Items start

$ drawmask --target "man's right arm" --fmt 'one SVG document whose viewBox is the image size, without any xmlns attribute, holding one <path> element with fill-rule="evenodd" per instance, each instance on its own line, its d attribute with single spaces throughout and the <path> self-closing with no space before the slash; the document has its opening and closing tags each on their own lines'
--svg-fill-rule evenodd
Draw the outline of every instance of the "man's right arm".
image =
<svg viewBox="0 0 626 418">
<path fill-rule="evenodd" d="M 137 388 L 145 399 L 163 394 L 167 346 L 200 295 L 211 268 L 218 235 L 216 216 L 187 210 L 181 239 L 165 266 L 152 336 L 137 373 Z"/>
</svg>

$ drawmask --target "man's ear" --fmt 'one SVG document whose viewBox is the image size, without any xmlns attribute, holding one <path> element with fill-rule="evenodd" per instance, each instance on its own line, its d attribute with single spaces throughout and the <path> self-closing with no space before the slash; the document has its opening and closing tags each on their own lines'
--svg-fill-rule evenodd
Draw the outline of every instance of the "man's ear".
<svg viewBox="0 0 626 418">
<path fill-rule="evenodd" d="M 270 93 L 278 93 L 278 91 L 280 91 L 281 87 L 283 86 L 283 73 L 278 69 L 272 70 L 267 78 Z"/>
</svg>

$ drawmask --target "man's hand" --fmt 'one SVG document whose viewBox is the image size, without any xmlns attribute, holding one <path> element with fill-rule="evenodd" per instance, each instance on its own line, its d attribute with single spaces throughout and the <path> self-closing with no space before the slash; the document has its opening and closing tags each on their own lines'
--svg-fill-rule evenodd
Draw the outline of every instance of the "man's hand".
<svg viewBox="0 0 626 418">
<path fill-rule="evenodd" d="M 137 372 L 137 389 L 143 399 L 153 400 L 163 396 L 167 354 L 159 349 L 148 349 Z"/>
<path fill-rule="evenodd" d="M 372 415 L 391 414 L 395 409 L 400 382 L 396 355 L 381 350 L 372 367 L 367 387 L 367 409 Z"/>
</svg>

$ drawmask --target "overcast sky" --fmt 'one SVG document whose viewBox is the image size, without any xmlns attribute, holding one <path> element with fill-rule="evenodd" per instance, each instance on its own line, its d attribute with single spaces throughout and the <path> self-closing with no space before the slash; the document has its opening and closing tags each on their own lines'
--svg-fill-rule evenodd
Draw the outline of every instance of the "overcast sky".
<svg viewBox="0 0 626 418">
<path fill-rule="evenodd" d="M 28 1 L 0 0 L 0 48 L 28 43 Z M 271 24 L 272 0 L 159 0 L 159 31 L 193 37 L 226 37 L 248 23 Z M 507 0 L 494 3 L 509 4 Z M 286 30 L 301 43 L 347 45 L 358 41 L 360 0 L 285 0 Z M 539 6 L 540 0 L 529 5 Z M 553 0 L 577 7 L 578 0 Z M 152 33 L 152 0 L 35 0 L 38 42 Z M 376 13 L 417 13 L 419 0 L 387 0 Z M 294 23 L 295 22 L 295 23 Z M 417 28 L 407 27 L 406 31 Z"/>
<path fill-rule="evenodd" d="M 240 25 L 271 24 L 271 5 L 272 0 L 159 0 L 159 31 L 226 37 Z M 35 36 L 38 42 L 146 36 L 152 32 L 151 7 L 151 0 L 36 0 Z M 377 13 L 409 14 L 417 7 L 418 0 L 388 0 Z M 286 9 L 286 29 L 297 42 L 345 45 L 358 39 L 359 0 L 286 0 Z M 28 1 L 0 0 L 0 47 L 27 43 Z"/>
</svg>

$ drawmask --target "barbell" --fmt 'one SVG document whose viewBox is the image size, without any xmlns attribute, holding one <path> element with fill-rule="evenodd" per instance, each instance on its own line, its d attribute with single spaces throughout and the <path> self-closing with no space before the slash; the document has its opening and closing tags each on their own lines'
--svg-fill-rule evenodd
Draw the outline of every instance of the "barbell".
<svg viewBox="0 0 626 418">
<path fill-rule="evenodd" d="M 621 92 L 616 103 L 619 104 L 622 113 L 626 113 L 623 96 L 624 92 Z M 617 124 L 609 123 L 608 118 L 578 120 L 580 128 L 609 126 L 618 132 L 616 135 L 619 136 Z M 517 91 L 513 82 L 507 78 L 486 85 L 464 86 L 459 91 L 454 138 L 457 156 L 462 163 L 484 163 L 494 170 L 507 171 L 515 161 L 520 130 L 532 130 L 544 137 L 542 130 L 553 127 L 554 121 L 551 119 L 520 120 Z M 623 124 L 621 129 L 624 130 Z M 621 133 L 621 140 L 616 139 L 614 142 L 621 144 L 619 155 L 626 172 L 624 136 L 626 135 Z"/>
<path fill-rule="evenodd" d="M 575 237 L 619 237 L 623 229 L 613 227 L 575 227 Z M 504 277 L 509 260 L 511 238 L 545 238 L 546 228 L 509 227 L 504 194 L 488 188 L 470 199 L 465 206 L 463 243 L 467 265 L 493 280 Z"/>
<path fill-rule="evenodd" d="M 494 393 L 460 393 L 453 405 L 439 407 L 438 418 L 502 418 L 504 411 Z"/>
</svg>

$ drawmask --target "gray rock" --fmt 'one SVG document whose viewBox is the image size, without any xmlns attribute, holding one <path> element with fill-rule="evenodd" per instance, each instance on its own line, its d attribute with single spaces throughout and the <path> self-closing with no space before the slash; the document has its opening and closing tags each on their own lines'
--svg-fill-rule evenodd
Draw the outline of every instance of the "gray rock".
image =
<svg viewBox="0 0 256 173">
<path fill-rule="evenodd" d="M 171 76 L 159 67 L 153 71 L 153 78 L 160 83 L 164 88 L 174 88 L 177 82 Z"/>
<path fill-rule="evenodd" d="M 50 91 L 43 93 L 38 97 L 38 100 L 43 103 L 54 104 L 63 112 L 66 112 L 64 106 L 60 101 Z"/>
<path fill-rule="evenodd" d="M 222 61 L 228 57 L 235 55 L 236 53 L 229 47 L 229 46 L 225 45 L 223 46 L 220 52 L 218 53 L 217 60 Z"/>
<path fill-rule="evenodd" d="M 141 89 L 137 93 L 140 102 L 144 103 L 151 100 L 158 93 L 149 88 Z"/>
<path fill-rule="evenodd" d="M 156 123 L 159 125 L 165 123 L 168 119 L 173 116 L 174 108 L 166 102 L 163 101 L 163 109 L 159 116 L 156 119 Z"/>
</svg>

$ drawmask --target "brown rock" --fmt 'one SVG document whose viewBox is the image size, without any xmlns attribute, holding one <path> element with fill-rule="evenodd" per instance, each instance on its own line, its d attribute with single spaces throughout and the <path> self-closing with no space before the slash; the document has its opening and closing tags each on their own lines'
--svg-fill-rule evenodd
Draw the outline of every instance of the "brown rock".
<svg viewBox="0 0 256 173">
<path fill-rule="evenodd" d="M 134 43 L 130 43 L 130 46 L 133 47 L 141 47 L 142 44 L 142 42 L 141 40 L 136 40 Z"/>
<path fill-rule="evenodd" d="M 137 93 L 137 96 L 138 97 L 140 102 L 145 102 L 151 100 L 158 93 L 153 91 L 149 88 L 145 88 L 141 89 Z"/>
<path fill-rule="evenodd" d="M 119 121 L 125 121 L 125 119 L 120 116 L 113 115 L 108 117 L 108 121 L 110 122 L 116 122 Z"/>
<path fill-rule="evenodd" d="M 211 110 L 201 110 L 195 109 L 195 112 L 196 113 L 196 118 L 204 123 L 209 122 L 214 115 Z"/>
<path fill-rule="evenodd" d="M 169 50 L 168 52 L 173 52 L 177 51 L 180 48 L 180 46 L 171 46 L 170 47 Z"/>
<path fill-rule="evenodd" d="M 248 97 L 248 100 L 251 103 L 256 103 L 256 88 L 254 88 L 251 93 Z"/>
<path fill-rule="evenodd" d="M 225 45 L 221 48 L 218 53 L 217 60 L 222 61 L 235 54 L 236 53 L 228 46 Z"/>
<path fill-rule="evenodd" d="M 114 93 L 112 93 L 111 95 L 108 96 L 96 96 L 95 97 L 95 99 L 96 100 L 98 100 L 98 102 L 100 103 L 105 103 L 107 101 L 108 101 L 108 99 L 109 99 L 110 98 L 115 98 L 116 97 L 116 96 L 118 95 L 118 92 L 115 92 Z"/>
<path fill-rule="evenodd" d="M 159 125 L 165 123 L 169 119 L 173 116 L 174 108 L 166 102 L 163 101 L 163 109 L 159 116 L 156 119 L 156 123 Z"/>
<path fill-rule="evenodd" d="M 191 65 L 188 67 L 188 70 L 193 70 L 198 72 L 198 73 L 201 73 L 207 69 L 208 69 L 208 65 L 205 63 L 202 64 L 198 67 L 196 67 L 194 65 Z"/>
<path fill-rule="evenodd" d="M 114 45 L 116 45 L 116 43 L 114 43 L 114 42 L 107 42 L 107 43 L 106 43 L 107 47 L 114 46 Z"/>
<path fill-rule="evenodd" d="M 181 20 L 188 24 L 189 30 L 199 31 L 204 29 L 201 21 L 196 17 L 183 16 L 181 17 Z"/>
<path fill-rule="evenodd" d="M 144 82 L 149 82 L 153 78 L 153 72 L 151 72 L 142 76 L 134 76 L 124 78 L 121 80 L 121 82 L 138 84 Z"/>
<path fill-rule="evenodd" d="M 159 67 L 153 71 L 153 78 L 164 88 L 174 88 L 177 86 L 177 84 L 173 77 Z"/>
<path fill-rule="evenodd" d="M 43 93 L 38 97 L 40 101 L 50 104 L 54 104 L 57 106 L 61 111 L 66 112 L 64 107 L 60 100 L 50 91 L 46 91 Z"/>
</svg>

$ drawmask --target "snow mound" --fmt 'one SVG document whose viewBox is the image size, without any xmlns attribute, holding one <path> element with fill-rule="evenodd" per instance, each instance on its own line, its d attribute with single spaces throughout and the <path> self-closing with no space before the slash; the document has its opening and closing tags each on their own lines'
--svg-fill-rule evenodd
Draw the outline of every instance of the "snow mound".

Items end

What to produce
Pick out every line of the listing above that contains the string "rock", matching case exactly.

Output for this exercise
$ drawmask --target "gray rock" --fmt 'one SVG document whose viewBox is the image size, without any xmlns attribute, holding one <path> element with fill-rule="evenodd" per instance, each instance on its own line, its d attribute with single spaces throughout and the <path> self-closing with no space before the slash; the document has its opening and closing tags each on their own lines'
Draw the outline of every instance of the "gray rock".
$ drawmask --target "brown rock" --fmt 'one SVG document whose viewBox is the image size, without any xmlns attribute, holding one <path> element with fill-rule="evenodd" per instance, each instance on its own line, its d attribute with single spaces throughout and the <path> self-closing with no space before the slash; the document has its opening and closing tags each on their own lines'
Draw the outline of every instance of the "brown rock".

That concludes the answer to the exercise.